# Record list
++++++++
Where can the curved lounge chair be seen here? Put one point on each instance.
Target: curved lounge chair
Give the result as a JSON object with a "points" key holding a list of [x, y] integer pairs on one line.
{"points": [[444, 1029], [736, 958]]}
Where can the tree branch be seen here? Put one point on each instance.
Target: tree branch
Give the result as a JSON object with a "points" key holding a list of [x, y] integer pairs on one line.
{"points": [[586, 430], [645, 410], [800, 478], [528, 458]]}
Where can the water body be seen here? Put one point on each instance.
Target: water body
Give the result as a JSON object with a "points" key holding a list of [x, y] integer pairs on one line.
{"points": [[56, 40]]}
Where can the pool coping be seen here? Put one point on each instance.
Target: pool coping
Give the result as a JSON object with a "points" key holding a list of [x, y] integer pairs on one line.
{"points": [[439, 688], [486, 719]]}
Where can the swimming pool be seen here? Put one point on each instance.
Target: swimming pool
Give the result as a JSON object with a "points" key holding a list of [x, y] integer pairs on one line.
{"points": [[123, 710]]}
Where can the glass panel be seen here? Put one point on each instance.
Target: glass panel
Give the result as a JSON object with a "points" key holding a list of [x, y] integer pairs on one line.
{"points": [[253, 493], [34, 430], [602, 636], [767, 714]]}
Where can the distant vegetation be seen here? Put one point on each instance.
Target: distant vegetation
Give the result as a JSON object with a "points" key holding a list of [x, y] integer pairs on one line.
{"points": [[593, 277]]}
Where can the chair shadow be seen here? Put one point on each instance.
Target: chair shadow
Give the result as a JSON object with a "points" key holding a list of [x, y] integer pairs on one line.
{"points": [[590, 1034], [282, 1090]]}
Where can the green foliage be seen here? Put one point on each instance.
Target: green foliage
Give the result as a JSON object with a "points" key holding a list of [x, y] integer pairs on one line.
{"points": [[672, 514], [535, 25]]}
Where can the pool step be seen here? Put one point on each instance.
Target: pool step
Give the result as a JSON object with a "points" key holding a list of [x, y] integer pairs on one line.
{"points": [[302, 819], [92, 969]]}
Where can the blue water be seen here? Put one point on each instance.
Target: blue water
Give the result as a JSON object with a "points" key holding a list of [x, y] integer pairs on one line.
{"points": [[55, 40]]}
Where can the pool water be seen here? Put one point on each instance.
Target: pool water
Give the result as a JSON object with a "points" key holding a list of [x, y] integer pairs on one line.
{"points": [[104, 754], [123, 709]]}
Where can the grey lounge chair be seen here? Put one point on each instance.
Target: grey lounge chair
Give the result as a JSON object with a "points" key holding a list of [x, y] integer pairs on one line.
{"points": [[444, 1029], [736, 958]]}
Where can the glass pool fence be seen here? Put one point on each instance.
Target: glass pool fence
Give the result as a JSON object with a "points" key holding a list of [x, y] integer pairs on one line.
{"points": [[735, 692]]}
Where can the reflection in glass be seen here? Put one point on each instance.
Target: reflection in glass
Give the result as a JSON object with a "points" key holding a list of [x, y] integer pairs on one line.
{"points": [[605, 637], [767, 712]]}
++++++++
# What is being asked
Copy all the records above exactly, missing none.

# Answer below
Where can the curved lounge chair be seen here? Put one point on each instance.
Target: curved lounge chair
Give the result as a JSON object with a "points" key holding a list of [x, y] integer pairs on one line.
{"points": [[444, 1029], [736, 958]]}
Where can the tree branch be seen here? Put one point on each instance.
Target: tree branch
Give the result as a JSON object with a "points" key holding a list of [x, y] integer pairs on one line.
{"points": [[586, 430], [645, 410], [800, 478], [528, 458]]}
Where can the water body be seen here? Put one point on each instance.
Target: water body
Give the result as a JSON object with a "points" key holding a list of [x, y] integer pairs on one line.
{"points": [[56, 40]]}
Where can the pool coping be seen here? Put one point on each instance.
Target: pool coping
Give the result as a JSON object with a "points" key holding a list of [x, y] integer pairs on one line.
{"points": [[439, 688], [486, 719]]}
Where can the swimming pool be seen here? Put one point on each instance.
Target: swimming pool
Give the result as a JSON object with a "points" key holding a list of [x, y] integer pairs on one line.
{"points": [[123, 710]]}
Where can the glass panel be seen here? Put one point on each instance.
Target: glass panel
Give the result as a JSON object with a "points" key holding a list of [x, y] integer pairs on one line.
{"points": [[253, 493], [34, 430], [602, 636], [767, 714]]}
Where can the distant vegetation be seen here? Put one point on each instance.
Target: distant vegetation
Give the result as a JSON object with a "points" key holding a list of [x, y] integer pairs on one line.
{"points": [[593, 277]]}
Where can the chair shadow be seen here? Put one point on each instance.
Target: chair shadow
Give the result as a JSON object with a "points" key holding a list of [x, y] integer pairs on one line.
{"points": [[590, 1034], [282, 1090]]}
Where can the green foliage be seen here? Put one point on each instance.
Target: green foliage
Give the result as a JSON object with a "points" key holding a list of [x, y] integer pairs on one line.
{"points": [[672, 514], [535, 25]]}
Where can the pool step be seen here? Put one point on each instance.
Target: pool step
Give the result as a JSON object with a "points" key holding a list of [x, y] integer pairs on one line.
{"points": [[302, 819], [92, 969]]}
Where can the blue water be seen here? Put one point on each instance.
Target: blue water
Give the result as a JSON object with a "points" key holding a list of [x, y] integer pairs on one line.
{"points": [[55, 40]]}
Where can the pool water be seen here? Put one point on each instance.
Target: pool water
Give the result as a JSON object with a "points" key holding a list of [x, y] integer pairs on one line.
{"points": [[104, 754], [123, 709]]}
Where can the grey lounge chair be seen here? Put one point on each instance.
Target: grey lounge chair
Give the result as a JSON object with a "points" key holding a list of [x, y] integer pairs on one line.
{"points": [[444, 1029], [736, 958]]}
Where can the glass pool fence be seen here? Put one point on each instance.
Target: glass pool fence
Give the result as a JSON object with a "points" key holding a list of [x, y] integer pairs on one line.
{"points": [[735, 692]]}
Where can the reflection in glass be seen here? Put one point on each instance.
Target: reflection in glass
Give the result as a JSON object with a "points" key holding a list of [x, y] integer pairs on one line.
{"points": [[605, 637], [767, 712]]}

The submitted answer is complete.